[Task objective]: Leave out the pictures and repeat the rest of the material exactly.

[Input rows]:
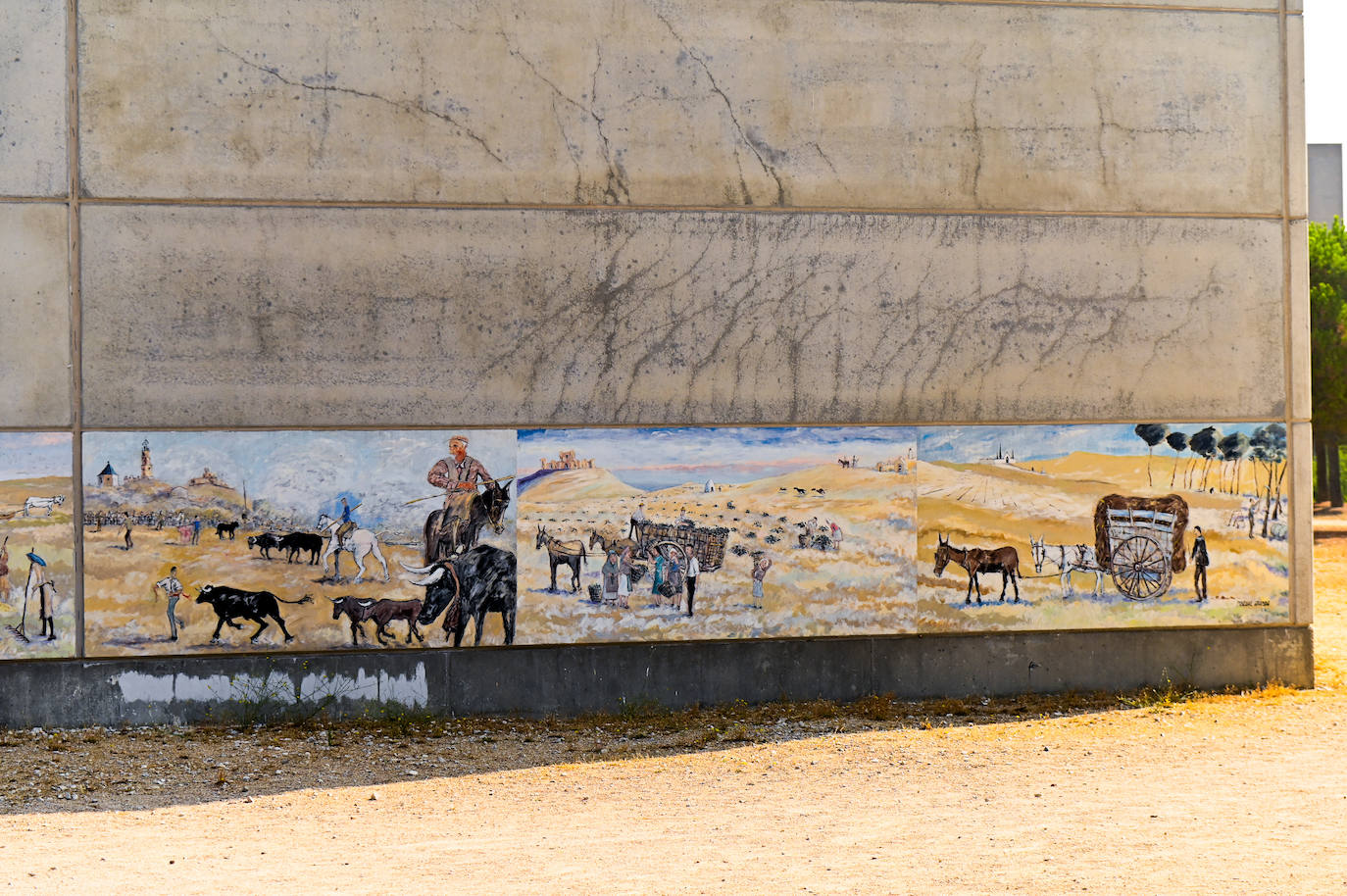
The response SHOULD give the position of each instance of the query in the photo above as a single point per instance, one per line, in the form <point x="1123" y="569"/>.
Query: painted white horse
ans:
<point x="359" y="542"/>
<point x="47" y="504"/>
<point x="1067" y="558"/>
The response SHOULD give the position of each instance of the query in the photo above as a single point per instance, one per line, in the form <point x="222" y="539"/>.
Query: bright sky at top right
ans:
<point x="1325" y="99"/>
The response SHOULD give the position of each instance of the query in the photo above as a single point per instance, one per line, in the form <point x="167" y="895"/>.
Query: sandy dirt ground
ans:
<point x="1155" y="792"/>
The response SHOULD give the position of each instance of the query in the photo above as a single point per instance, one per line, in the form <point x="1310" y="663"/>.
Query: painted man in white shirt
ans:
<point x="173" y="587"/>
<point x="694" y="569"/>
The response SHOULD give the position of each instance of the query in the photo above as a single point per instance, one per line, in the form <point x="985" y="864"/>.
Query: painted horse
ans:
<point x="562" y="553"/>
<point x="976" y="560"/>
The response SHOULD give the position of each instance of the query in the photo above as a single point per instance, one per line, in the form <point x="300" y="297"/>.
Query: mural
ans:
<point x="36" y="546"/>
<point x="295" y="539"/>
<point x="233" y="540"/>
<point x="1069" y="527"/>
<point x="658" y="533"/>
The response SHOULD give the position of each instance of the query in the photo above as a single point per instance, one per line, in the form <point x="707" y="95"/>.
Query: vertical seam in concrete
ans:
<point x="75" y="317"/>
<point x="1292" y="449"/>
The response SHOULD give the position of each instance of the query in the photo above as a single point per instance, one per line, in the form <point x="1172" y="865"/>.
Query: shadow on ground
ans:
<point x="105" y="770"/>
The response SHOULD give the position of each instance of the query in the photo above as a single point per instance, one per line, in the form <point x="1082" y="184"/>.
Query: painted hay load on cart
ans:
<point x="679" y="542"/>
<point x="1138" y="542"/>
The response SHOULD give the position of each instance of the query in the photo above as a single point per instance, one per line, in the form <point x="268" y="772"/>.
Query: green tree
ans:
<point x="1328" y="351"/>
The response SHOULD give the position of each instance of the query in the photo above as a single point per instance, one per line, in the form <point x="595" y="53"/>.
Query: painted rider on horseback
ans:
<point x="458" y="474"/>
<point x="348" y="524"/>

[Exercise output]:
The response SHOULD give the position of each instance of the query in the photo above as a single point per instance, one per line, in the form <point x="1123" y="569"/>.
Query: painted white horse
ans:
<point x="359" y="542"/>
<point x="47" y="504"/>
<point x="1067" y="558"/>
The response SHOULD give the position of each instance of the query in the photo above as a single point per instance, one per line, in the form <point x="222" y="539"/>.
Query: bright sky at top right
ans:
<point x="1325" y="99"/>
The response SHOULD give the position of each instance of the query in the photo above as a single point per instance, one per line, in the form <point x="167" y="895"/>.
Query: sandy dirt ground
ans:
<point x="1155" y="792"/>
The response SHOULD give the position of each instance of the query in the photo above as a single point per instance, one per line, in the form <point x="1310" y="663"/>.
Query: painted man in white shirt
ans:
<point x="173" y="587"/>
<point x="694" y="569"/>
The response SHOULD give the position of each instance of the query in the photo above as a single point per instance, one per line, in the form <point x="985" y="864"/>.
Query: painted horse
ans:
<point x="562" y="553"/>
<point x="976" y="560"/>
The response SHOULD give the position of each instance of the query in the photo above as a single point per instance, one per line, in the form <point x="300" y="297"/>.
Query: mural
ans:
<point x="36" y="546"/>
<point x="295" y="539"/>
<point x="233" y="540"/>
<point x="1069" y="527"/>
<point x="658" y="533"/>
The response SHOULD give the position of each instance of the query in the photo above as a single point per instance, one per line, in the form <point x="707" y="95"/>.
Query: vertical seam in concrete
ans:
<point x="75" y="317"/>
<point x="1292" y="449"/>
The response SHOULD give the position of each instance of the query in the photo above as a single point per instance, one per line, in the form <point x="1172" y="865"/>.
Query: shadow on ground
ans:
<point x="105" y="770"/>
The response SHOULD give the position of each instance of the query in the photo above as a single point per instance, one per line, in the form <point x="1082" y="184"/>.
Query: painted hay load on cart
ans:
<point x="679" y="542"/>
<point x="1138" y="542"/>
The response SHOULD give the position of each instance of the query in the photo above as a single point per instance, one per line, in the form <point x="268" y="772"/>.
Query: green tree
ans:
<point x="1328" y="351"/>
The response SHOULD give the position of each instance of the query in the photo above as a single point per instance, one per line, in the form <point x="595" y="53"/>.
Query: painted rider on horseback
ans:
<point x="458" y="474"/>
<point x="348" y="524"/>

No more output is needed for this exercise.